**Task description**
Could you copy every line of the data that contains "clicks"?

+++ Data

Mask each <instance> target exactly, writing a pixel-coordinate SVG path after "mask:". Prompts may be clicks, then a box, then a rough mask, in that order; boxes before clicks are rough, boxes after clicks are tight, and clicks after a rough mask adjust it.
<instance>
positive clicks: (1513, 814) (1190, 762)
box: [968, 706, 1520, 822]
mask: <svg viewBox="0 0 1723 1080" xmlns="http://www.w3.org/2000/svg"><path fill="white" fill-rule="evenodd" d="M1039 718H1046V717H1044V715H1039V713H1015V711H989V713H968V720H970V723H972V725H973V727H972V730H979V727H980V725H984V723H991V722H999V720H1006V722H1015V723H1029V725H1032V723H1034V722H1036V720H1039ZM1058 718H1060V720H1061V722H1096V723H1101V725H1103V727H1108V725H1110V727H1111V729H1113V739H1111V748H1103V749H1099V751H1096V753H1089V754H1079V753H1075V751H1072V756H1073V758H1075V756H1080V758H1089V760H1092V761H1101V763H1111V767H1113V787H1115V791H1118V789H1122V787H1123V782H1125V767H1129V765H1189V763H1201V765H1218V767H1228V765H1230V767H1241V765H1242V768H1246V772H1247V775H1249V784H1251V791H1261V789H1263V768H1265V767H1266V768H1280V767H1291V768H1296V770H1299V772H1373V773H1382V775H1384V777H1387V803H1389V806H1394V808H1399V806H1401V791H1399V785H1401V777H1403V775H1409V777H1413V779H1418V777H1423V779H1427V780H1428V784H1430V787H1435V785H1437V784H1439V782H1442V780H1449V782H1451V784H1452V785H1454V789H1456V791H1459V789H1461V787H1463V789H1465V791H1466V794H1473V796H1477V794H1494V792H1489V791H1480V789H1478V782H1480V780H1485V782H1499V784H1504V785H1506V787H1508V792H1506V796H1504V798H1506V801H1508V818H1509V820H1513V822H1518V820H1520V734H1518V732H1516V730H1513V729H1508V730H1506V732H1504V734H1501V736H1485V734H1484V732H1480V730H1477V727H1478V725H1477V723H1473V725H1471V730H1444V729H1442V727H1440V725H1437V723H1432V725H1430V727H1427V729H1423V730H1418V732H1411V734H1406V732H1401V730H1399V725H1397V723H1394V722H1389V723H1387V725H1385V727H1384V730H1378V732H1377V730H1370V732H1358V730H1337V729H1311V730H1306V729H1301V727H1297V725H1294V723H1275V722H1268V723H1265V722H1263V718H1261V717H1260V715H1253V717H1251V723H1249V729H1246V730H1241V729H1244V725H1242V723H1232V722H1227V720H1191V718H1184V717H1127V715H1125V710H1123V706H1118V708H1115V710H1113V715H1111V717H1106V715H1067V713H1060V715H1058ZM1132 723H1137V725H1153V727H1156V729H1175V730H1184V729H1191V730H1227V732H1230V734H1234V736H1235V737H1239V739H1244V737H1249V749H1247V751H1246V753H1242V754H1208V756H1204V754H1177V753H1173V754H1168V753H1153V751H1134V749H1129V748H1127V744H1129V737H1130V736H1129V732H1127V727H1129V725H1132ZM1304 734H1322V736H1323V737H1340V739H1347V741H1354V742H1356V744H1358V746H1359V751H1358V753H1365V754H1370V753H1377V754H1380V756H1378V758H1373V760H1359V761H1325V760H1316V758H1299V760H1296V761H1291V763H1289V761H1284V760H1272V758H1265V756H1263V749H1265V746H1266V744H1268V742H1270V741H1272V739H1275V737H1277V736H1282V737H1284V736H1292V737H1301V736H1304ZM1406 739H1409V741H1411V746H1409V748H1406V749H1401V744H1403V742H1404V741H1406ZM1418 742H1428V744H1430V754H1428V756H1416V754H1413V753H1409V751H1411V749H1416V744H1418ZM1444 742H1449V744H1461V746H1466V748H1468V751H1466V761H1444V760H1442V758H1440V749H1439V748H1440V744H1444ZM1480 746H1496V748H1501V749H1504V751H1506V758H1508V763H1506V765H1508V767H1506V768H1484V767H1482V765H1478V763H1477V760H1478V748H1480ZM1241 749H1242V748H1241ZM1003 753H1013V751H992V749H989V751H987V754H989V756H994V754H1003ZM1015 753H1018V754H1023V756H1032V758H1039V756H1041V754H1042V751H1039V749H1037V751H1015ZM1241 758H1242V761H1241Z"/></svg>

++++++

**Solved exercise**
Mask each <instance> target exactly, writing a pixel-coordinate SVG path after "mask:". Prompts may be clicks, then a box, then a rough mask, in that order; boxes before clicks are rough, boxes after clicks are tight, and clicks after a rough mask adjust it.
positive clicks: (1513, 814) (1190, 762)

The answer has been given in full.